§ **Given passage**

------------------------------------

The slope of a line is the measure of the steepness and the direction of the line. Finding the slope of lines in a coordinate plane can help in predicting whether the lines are parallel, perpendicular, or none without actually using a compass.

The slope of any line can be calculated using any two distinct points lying on the line. The slope of a line formula calculates the ratio of the "vertical change" to the "horizontal change" between two distinct points on a line. In this article, we will understand the method to find the slope and its applications.

1. | What is Slope? |

2. | Slope of a Line |

3. | Slope of a Line Formula |

4. | How to Find Slope? |

5. | Types of Slope |

6. | Slope of Perpendicular Lines |

7. | Slope of Parallel Lines |

8. | FAQs on Slope |

## What is Slope?

The slope of a line is defined as the **change in y coordinate with respect to the change in x coordinate of that line**. The net change in y coordinate is Δy, while the net change in the x coordinate is Δx. So the change in y coordinate with respect to the change in x coordinate can be written as,

m = Δy/Δx

where,*m* is the slope

Note that tan θ = Δy/Δx

We also refer this tan θ to be the slope of the line.

## Slope of a Line

The slope of the line is the ratio of the rise to the run, or rise divided by the run. It describes the steepness of line in the coordinate plane. Calculating the slope of a line is similar to finding the slope between two different points. In general, to find the slope of a line, we need to have the values of any two different coordinates on the line.

### Slope Between Two Points

The slope of a line can be calculated using two points lying on the straight line. Given the coordinates of the two points, we can apply the slope of line formula. Let coordinates of those two points be,

P_{1} = (x_{1}, y_{1})

P_{2} = (x_{2}, y_{2})

As we discussed in the previous sections, the slope is the "change in y coordinate with respect to the change in x coordinate of that line". So, putting the values of Δy and Δx in the equation of slope, we know that:

Δy = y_{2} - y_{1}

Δx = x_{2} - x_{1}

Hence, using these values in a ratio, we get :

Slope = m = tan θ = (y_{2} - y_{1})/(x_{2} - x_{1})

where, m is the slope, and θ is the angle made by the line with the positive x-axis.

## Slope of a Line Formula

The slope of a line can be calculated from the equation of the line. The general slope of a line formula is given as,

y = mx + b

where,

- m is the slope, such that m = tan θ = Δy/Δx
- θ is the angle made by the line with the positive x-axis
- Δy is the net change in y-axis
- Δx is the net change in x-axis

### Slope of a Line Example

Let us recall the definition of slope of a line and try solving the example given below.

**Example: **What is the equation of a line whose slope is 1, and that passes through the point *(-1, -5)*?

------------------------------------

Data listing
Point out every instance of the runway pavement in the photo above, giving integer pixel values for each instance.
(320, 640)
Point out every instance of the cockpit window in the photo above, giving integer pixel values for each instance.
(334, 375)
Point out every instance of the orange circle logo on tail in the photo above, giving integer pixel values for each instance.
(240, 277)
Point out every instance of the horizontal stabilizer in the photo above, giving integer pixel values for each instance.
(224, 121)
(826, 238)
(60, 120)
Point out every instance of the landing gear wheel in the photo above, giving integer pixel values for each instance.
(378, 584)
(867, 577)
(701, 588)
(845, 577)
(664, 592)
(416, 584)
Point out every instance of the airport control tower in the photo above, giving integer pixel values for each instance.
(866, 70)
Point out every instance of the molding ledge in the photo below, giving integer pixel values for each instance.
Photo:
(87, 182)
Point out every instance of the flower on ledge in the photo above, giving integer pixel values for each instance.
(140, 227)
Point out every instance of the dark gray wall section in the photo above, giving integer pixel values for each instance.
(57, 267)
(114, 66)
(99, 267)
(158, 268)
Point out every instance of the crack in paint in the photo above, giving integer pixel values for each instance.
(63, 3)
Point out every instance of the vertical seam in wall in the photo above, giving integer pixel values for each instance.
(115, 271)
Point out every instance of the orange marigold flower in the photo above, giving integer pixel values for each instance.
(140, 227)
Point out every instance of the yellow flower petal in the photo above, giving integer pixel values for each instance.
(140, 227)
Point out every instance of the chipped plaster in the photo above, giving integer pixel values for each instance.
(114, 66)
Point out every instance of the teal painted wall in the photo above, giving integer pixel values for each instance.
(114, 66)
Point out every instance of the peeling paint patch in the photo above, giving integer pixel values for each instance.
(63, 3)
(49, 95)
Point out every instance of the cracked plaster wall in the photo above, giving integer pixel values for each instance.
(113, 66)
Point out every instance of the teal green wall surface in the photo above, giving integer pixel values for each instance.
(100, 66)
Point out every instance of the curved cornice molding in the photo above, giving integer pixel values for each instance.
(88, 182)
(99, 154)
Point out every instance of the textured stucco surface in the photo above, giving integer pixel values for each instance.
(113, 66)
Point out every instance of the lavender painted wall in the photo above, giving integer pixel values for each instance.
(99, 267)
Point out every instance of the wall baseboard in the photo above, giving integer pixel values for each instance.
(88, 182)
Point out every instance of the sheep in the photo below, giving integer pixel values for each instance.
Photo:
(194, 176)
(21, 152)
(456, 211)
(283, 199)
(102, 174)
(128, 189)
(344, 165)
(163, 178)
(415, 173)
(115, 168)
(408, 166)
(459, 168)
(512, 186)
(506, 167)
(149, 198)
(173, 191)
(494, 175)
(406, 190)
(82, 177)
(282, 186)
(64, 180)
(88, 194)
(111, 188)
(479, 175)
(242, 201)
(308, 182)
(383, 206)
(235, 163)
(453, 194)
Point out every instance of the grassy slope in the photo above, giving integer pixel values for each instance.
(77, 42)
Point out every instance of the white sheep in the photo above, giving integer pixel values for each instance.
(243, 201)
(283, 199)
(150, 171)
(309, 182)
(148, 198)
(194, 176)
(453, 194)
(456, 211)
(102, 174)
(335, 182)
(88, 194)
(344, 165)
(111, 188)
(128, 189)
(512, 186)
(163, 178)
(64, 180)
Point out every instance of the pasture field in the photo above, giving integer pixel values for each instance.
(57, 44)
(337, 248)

------------------------------------

§ **The request**
Render this sentence from the passage on slope into Spanish: "The slope of any line can be calculated using any two distinct points lying on the line."

§ **Solution**
La pendiente de cualquier recta se puede calcular usando dos puntos distintos cualesquiera que estén sobre la recta.